(TASK GOAL) Output the line that contains "Each instance of the paved" and every line after it to the end of the entries, with nothing added or left out.

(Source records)
+===+

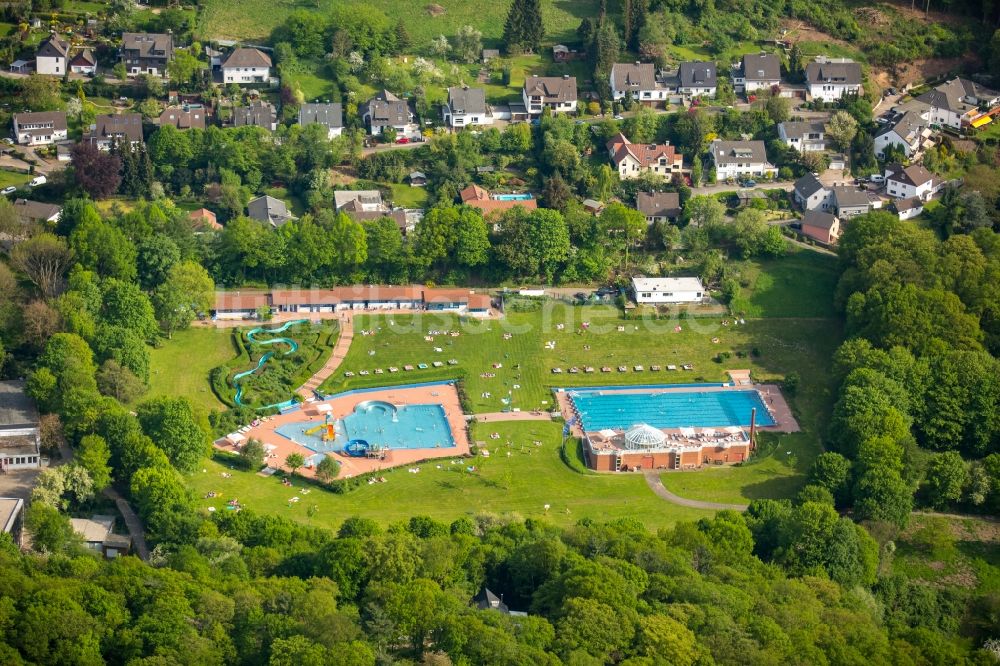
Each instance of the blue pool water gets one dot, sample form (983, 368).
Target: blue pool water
(688, 409)
(380, 424)
(513, 197)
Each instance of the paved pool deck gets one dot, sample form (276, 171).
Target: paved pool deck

+===+

(OUTPUT OF THE EXERCISE)
Each instance of the paved pool deck gets one dot, sample form (276, 171).
Target: paved pool deck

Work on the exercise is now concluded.